- **DATA YANG DIBERIKAN**:
◆ ◆ ◆ ◆ ◆ ◆ ◆

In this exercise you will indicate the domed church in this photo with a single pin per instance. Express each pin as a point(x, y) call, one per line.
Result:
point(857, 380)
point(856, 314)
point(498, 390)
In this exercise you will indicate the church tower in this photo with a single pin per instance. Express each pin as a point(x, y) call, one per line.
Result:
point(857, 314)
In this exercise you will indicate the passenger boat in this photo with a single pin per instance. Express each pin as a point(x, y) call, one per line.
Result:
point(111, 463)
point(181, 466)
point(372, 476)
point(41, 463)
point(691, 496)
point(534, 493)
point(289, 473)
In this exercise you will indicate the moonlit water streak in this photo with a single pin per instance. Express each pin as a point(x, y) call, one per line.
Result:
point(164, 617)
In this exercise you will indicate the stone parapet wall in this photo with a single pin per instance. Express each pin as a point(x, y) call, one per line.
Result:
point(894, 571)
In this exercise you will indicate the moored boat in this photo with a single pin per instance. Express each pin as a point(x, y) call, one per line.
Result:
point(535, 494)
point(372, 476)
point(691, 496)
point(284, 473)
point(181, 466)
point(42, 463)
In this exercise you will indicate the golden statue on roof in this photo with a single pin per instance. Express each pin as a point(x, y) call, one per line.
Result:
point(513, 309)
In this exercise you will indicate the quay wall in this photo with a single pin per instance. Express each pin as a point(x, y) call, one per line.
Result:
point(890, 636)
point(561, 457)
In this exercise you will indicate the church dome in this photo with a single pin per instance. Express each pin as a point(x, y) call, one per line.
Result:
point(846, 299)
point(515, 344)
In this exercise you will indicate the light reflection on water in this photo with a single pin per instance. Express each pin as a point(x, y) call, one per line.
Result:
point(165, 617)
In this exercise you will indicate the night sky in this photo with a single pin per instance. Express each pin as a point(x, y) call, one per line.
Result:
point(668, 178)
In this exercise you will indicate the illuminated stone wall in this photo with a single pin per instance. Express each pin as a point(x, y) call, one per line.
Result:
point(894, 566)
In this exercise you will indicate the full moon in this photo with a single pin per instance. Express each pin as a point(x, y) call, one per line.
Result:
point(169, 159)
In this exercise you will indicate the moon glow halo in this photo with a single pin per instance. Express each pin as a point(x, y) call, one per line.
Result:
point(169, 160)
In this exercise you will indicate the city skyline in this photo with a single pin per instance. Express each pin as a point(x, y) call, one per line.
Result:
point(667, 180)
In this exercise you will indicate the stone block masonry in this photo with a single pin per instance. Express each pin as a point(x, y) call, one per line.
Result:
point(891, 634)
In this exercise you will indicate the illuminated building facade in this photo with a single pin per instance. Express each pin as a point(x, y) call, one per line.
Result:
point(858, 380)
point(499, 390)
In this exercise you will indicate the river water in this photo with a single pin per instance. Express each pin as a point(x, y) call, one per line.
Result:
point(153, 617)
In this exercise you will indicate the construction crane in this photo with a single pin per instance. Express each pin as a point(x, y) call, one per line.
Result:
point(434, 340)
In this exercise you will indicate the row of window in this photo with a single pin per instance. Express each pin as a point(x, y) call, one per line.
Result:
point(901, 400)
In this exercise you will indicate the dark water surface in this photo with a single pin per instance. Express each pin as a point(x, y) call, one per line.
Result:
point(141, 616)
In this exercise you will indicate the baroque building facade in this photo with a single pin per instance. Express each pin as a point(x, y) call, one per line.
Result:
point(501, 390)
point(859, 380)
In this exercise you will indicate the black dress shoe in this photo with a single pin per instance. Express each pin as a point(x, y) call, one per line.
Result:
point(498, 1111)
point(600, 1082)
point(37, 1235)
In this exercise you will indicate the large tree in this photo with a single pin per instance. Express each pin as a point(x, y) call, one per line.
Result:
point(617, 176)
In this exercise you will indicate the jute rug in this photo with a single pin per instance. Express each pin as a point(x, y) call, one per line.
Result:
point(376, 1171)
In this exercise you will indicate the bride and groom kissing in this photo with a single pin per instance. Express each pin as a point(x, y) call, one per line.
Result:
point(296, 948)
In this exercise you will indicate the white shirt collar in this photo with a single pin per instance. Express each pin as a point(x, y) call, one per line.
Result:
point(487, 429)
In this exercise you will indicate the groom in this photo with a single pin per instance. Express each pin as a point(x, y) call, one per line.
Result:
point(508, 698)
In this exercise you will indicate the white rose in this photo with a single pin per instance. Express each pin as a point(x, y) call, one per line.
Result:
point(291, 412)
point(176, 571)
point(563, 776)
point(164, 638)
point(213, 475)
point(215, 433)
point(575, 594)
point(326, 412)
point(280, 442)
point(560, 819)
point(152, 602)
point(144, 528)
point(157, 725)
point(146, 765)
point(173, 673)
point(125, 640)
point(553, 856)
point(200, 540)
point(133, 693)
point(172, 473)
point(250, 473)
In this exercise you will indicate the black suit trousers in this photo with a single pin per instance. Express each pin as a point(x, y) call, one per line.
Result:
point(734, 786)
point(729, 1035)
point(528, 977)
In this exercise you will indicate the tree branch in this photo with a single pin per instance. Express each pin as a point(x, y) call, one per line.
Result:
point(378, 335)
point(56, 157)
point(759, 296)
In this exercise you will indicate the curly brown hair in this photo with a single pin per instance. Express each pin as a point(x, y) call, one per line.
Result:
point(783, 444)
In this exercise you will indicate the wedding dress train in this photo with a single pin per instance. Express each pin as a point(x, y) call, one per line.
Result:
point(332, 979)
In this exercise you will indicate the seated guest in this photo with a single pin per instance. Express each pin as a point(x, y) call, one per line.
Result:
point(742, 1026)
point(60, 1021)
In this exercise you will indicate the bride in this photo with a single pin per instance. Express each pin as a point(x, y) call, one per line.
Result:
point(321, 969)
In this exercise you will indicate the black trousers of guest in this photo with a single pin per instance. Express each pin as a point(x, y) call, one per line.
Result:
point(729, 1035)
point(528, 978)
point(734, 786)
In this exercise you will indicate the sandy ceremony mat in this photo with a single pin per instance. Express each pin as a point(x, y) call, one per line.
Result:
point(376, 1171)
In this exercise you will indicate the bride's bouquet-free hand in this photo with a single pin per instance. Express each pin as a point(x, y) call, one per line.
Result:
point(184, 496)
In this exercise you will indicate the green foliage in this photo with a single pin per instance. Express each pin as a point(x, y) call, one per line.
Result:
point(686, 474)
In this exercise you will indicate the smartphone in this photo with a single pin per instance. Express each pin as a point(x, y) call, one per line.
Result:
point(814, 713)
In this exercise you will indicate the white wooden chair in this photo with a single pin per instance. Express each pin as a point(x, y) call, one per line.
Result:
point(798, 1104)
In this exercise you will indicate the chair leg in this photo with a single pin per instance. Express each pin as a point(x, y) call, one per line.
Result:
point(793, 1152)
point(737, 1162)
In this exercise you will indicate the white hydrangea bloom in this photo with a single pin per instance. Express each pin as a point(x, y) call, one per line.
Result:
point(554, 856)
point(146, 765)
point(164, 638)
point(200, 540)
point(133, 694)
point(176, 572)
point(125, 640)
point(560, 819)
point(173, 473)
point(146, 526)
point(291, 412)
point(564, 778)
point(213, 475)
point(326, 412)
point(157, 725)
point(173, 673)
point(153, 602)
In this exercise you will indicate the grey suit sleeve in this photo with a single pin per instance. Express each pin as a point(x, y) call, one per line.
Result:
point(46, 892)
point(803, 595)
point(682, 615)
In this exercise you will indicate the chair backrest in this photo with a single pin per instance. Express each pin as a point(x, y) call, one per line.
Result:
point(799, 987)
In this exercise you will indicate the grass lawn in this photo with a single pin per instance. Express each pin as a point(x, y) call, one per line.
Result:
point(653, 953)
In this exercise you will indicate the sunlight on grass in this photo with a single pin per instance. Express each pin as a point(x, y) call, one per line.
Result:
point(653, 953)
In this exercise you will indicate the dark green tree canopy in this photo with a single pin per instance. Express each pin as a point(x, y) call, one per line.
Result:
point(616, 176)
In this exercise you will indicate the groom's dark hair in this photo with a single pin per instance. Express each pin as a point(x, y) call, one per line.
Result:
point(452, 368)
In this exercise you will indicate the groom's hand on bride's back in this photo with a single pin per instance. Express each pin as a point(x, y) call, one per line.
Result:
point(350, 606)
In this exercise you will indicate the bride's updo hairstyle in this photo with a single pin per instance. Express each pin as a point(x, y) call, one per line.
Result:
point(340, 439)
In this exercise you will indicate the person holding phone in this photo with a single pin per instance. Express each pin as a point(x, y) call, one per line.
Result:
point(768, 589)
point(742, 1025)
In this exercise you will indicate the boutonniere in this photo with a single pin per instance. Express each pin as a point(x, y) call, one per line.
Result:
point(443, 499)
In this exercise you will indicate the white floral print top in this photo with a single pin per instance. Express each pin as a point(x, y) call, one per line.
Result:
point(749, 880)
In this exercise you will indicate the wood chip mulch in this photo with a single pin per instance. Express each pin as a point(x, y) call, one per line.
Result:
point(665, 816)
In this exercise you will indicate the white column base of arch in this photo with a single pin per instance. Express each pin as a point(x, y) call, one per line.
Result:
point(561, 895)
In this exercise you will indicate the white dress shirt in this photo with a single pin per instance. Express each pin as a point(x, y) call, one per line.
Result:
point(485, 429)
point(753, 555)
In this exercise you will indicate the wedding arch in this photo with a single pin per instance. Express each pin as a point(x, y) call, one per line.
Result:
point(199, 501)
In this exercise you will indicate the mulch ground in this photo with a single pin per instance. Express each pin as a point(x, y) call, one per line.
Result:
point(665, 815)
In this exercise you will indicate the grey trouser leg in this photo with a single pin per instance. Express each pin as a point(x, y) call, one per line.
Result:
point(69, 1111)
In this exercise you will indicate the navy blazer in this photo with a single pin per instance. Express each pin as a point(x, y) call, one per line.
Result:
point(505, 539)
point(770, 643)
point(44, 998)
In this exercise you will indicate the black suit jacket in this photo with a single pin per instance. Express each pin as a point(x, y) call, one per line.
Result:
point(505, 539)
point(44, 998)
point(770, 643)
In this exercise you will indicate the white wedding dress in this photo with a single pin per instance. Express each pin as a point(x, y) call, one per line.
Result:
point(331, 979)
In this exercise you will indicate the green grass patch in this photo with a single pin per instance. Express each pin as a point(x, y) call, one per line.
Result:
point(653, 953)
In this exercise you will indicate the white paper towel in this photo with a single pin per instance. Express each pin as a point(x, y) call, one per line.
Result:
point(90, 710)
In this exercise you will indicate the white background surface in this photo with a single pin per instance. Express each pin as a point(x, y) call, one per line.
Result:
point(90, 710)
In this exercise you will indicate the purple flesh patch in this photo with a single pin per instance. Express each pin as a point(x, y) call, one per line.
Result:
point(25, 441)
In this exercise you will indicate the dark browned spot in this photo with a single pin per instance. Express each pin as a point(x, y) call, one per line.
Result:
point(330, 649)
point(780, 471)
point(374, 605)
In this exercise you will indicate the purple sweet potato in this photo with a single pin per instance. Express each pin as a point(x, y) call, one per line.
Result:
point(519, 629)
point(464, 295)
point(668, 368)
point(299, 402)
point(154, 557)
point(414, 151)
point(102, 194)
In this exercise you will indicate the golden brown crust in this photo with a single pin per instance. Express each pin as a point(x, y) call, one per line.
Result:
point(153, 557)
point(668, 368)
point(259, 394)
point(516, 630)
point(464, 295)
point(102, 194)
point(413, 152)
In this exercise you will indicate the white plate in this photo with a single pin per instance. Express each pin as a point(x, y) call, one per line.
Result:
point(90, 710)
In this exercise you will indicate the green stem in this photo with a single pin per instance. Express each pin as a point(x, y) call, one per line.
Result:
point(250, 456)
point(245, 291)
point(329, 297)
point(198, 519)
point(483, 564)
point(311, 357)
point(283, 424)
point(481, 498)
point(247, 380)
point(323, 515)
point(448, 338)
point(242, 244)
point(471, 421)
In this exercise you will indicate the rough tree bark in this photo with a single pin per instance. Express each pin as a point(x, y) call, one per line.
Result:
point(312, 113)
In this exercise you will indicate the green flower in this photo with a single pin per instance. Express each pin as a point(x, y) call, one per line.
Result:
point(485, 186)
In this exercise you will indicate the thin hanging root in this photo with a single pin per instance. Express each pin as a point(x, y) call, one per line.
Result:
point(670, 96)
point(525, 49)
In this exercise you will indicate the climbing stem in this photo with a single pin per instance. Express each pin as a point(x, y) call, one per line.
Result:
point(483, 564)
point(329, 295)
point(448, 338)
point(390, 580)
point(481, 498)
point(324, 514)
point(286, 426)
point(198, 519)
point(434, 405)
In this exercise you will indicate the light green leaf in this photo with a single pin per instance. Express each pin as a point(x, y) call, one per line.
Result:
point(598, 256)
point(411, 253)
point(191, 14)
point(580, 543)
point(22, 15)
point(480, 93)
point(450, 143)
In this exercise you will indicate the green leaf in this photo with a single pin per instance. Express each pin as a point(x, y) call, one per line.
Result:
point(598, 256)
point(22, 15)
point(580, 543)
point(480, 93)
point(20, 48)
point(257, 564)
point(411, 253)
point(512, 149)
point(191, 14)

◆ ◆ ◆ ◆ ◆ ◆ ◆

- **TUJUAN LATIHAN**: Salin kembali baris-baris dari data di atas tanpa perubahan sedikit pun. Mulailah dari baris yang memuat "In this exercise you will indicate the jute" dan berhentilah setelah baris yang memuat "point(296, 948)".

- **HASIL LATIHAN**:
In this exercise you will indicate the jute rug in this photo with a single pin per instance. Express each pin as a point(x, y) call, one per line.
Result:
point(376, 1171)
In this exercise you will indicate the bride and groom kissing in this photo with a single pin per instance. Express each pin as a point(x, y) call, one per line.
Result:
point(296, 948)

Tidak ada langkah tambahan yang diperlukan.